SOURCE TEXT ->
Caribbean Journal of Science
- Discipline: Multidisciplinary
- Language: English

Publication details
- History: 1961–present
- Publisher: University of Puerto Rico at Mayagüez
- Frequency: Biannual
- Impact factor: 0.200 (2016)

Standard abbreviations
- ISO 4: Caribb. J. Sci.

Indexing
- CODEN: CRJSA4
- ISSN: 0008-6452
- LCCN: 66098238

Links
- Journal homepage;

= Caribbean Journal of Science =

The Caribbean Journal of Science is a biannual peer-reviewed open-access scientific journal publishing articles, research notes, and book reviews related to science in the Caribbean, with an emphasis on botany, zoology, ecology, conservation biology, geology, archaeology, and paleontology. The journal was established in 1961 with the sponsorship of the College of Arts and Sciences of the University of Puerto Rico at Mayagüez.

==Abstracting and indexing==
The journal is abstracted and indexed in Biological Abstracts, BIOSIS Previews, Current Contents/Agriculture, Biology & Environmental Sciences, Science Citation Index Expanded, Scopus, and The Zoological Record. According to the Journal Citation Reports, the journal has a 2016 impact factor of 0.200.

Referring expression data
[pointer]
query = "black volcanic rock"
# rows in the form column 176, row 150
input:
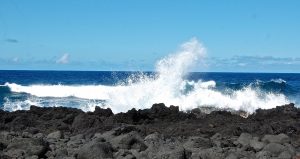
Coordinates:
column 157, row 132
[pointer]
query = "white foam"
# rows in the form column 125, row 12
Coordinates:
==
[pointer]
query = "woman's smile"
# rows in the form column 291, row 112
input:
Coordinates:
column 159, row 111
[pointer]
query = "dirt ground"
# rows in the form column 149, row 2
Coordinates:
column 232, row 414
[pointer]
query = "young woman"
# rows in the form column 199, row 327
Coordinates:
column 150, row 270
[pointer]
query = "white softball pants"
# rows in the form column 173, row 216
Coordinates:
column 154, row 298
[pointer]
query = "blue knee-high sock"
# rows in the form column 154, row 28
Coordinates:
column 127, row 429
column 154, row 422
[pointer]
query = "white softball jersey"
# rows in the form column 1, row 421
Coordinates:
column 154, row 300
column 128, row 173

PROBLEM DETAILS ->
Translate this sentence from the text about the Caribbean Journal of Science into Spanish: "The journal was established in 1961 with the sponsorship of the College of Arts and Sciences of the University of Puerto Rico at Mayagüez." Nothing in the data is needed for this work.

EXPECTED ANSWER ->
La revista se fundó en 1961 con el patrocinio del Colegio de Artes y Ciencias de la Universidad de Puerto Rico en Mayagüez.